__Text passage__.
Robust Sequential Deepfake Detection
Robust Sequential Deepfake Detection
Academic Background
With the rapid development of deep generative models (such as GANs), generating photorealistic facial images has become increasingly easy. However, the misuse of this technology has raised significant security concerns, particularly with the rise of Deepfake technology. Deepfake technology can produce forged images that are almost indistinguishable from real ones, which can be used to spread misinformation, create fake news, and other malicious purposes. To address this issue, researchers have proposed various deepfake detection methods. However, existing methods primarily focus on detecting single-step facial manipulations. With the proliferation of user-friendly facial editing applications, people can now perform sequential multi-step manipulations on facial images. This new threat requires the ability to detect a sequence of facial manipulations, which is crucial for both detecting deepfake media and subsequently recovering the original facial images.

__Data segment__.
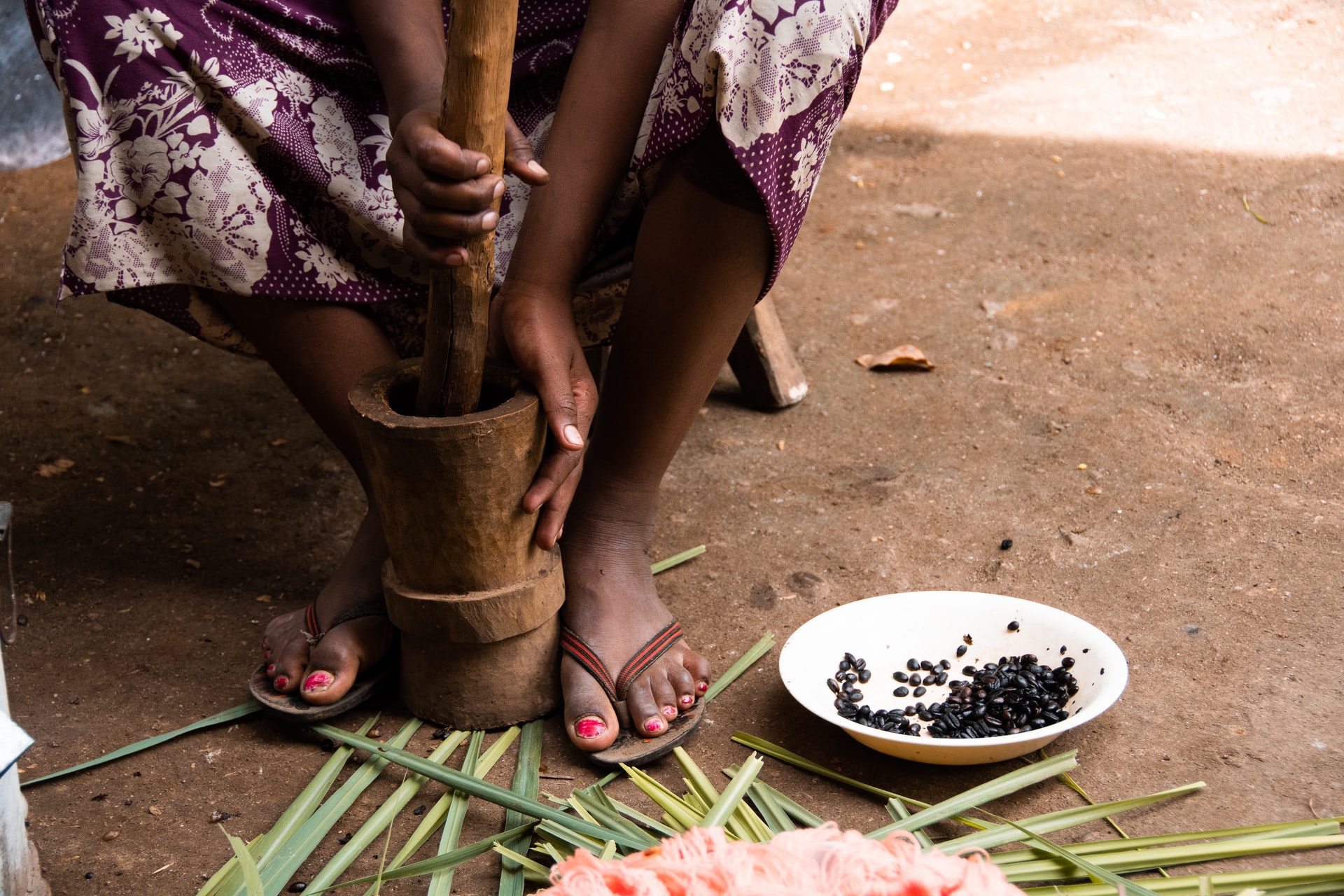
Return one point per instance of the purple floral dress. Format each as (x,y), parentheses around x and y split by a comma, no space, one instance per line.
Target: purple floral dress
(239,146)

__To-do list__.
1. In the passage on sequential deepfake detection, what do existing detection methods mainly focus on?
2. Carry on the passage about sequential deepfake detection, starting right after its final sentence.
You can set the listing aside.

__Replies__.
1. They mainly focus on detecting single-step facial manipulations.

2.
Based on this observation, this paper introduces a new research problem—Sequential Deepfake Detection (Seq-Deepfake). Unlike existing deepfake detection tasks that only require binary classification (real/fake), sequential deepfake detection demands the correct prediction of a sequence of facial manipulation operations. To support large-scale research, the authors constructed the first sequential deepfake dataset, which includes facial images manipulated through multi-step operations along with corresponding sequence annotations.
Paper Source
This paper is co-authored by Rui Shao, Tianxing Wu, and Ziwei Liu, affiliated with Harbin Institute of Technology (Shenzhen) and Nanyang Technological University, Singapore. The paper was accepted by Springer Nature’s International Journal of Computer Vision on December 1, 2024, and officially published in 2025.
Research Process and Experimental Design
1. Construction of the Sequential Deepfake Dataset
To support research on sequential deepfake detection, the authors constructed a large-scale sequential deepfake dataset (Seq-Deepfake Dataset). This dataset is based on two representative facial manipulation techniques: Facial Components Manipulation and Facial Attributes Manipulation. Unlike existing deepfake datasets that only provide binary labels, the proposed dataset includes annotations for manipulation sequences of varying lengths.
Facial Components Manipulation: Using the StyleMapGAN model, facial components (e.g., eyes, nose) from a reference image are transplanted onto the original image to generate manipulated images. Each manipulation step corresponds to a specific facial component operation.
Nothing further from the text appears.